Set exercise: Recast each line of the items below as a Markdown table with a Row column for the line number and a Line column for the text, skipping blank lines. Leave the pictures out of your answer.

Material for the task:
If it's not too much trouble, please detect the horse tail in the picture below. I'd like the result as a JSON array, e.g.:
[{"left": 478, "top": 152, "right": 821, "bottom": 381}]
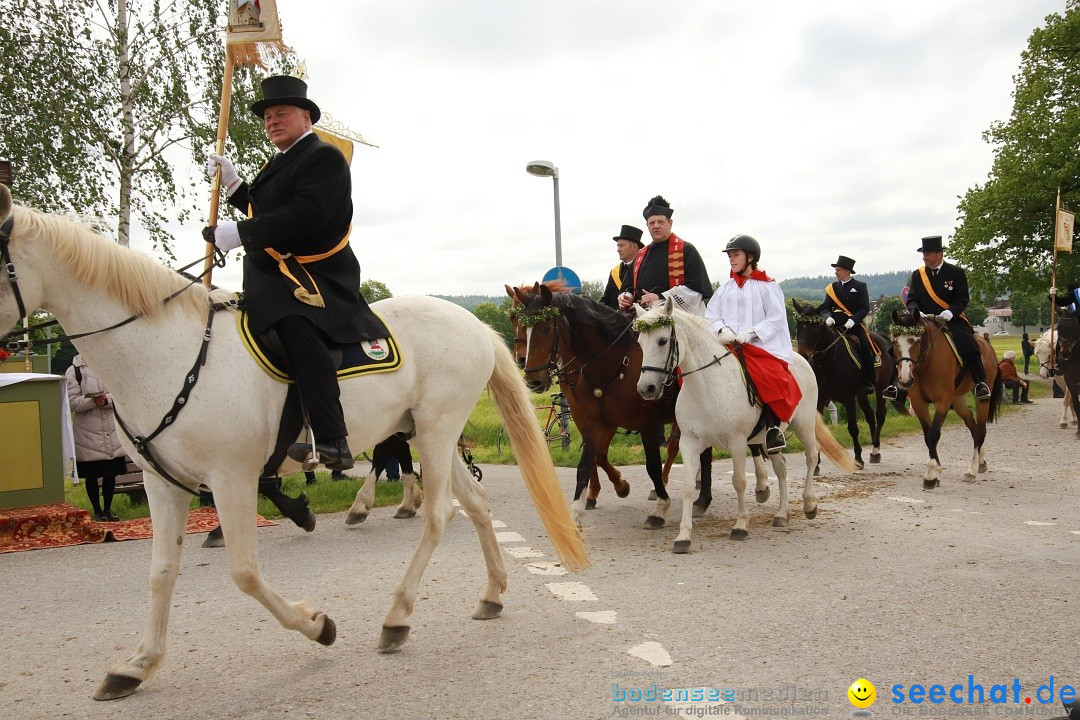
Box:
[
  {"left": 813, "top": 412, "right": 855, "bottom": 473},
  {"left": 986, "top": 372, "right": 1005, "bottom": 422},
  {"left": 487, "top": 330, "right": 589, "bottom": 572}
]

Solved exercise:
| Row | Line |
|---|---|
| 1 | If it's not too much trouble, please detect the horse tail in the picture below. I'd like the result as a JSON array, e.g.: |
| 2 | [{"left": 478, "top": 152, "right": 821, "bottom": 381}] |
| 3 | Box: |
| 4 | [ |
| 5 |   {"left": 813, "top": 412, "right": 855, "bottom": 473}, |
| 6 |   {"left": 986, "top": 372, "right": 1005, "bottom": 422}, |
| 7 |   {"left": 487, "top": 330, "right": 589, "bottom": 572} |
| 8 | ] |